REQUIREMENT:
Write out the part of the Bloom filter text that begins at the words "A Bloom filter implementation in Golang." and stops after the words "you the truth.", copying it exactly.

TEXT SHOWN:
════════════════════
/bloom

A Bloom filter implementation in Golang

Primary LanguageGoMIT LicenseMIT

bloom

A Bloom filter implementation in Golang.

Documentation can be found on godocs.org

Pull requests and feedback are welcome!

What is a Bloom filter?

A bloom filter is a data structure that can be used to test set membership. It's probabilistic, so it's not always right, BUT it's always right when it comes to false negatives. That is, when it tells you something isn't a set member, it's telling you the truth.

The Wikipedia article has a nice overall description of Bloom Filters. I referred to Bloom's original paper, "Space/Time Trade-offs in Hash Coding with Allowable Errors" as well as "Building a Better Bloom Filter" by Kirsch and Mitzenmacher. As well, this fantastic blog post by Jonathan Ellis inspired me to make sure I selected a hashing function with good avalanche characteristics, which is why after a few hours of research I selected Murmur3.

How does it work?

Let's suppose we want to create a tiny bloom filter of just 64 bits all set to 0. Each bit has a positional address from zero to sixty-three. When we want to add an item to the filter, we can use a hashing function that produces output in the range 0-63, hash the input, and treat the output as the address of the bit we will set to 1. In this simple example, we will only set one bit, but generally we would want to hash mutliple times. Once the bit is set, the filter consists of sixty-three 0 bits and one 1 bit in a seemingly random position.

Now, to test whether an item is in the set, we follow the same procedure of hashing the item. This time, instead of setting the bit in that position to 1, we simply test that it is set to 1 already. If not, then this item cannot be in the set -- if it was, that bit would be 1. If the bit we test is 1, then this item is probably in the set.

It's worth noting that any other input value has a 1/64 chance of being hashed into the same bit as our original item. This is precisely how false positives come to be!

How do I use it?

Here's a simple example:

package main

import (
	"fmt"
	"github.com/turgon/bloom"
)

func main() {
	b := bloom.NewBloom(64, 1)

	b.Insert([]byte("test"))
════════════════════
ROWS:
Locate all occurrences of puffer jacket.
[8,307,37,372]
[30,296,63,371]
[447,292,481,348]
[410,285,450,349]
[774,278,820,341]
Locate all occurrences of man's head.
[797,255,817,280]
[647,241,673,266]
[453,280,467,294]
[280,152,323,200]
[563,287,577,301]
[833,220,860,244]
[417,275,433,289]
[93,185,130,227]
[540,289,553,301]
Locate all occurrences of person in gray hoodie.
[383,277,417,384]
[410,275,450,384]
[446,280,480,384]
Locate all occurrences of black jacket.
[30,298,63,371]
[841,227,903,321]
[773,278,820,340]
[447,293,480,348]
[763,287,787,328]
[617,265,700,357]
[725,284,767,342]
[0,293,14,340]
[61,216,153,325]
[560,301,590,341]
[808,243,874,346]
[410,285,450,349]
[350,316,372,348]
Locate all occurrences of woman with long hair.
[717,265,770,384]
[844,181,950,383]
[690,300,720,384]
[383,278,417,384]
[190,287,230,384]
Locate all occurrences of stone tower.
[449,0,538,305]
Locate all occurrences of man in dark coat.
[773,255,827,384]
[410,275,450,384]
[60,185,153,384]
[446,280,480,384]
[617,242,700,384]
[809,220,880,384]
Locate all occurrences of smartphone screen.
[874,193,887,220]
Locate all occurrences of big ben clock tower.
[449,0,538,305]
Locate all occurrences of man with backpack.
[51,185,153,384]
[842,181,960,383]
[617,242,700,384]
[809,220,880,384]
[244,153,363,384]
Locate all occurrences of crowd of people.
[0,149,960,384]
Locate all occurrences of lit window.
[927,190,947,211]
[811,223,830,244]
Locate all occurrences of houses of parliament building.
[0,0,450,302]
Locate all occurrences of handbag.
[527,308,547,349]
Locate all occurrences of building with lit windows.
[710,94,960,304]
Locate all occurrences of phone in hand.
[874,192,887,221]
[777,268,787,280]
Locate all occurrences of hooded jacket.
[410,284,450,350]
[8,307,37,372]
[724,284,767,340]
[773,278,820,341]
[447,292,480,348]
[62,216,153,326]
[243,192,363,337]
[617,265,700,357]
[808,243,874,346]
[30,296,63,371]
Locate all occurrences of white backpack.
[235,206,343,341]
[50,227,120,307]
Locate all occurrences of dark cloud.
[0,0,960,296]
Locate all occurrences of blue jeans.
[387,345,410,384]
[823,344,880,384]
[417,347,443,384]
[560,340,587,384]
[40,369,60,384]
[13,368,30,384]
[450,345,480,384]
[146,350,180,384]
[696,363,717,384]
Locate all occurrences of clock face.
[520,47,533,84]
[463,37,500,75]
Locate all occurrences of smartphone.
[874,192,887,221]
════════════════════
SOLUTION TO THIS TASK:
A Bloom filter implementation in Golang.

Documentation can be found on godocs.org

Pull requests and feedback are welcome!

What is a Bloom filter?

A bloom filter is a data structure that can be used to test set membership. It's probabilistic, so it's not always right, BUT it's always right when it comes to false negatives. That is, when it tells you something isn't a set member, it's telling you the truth.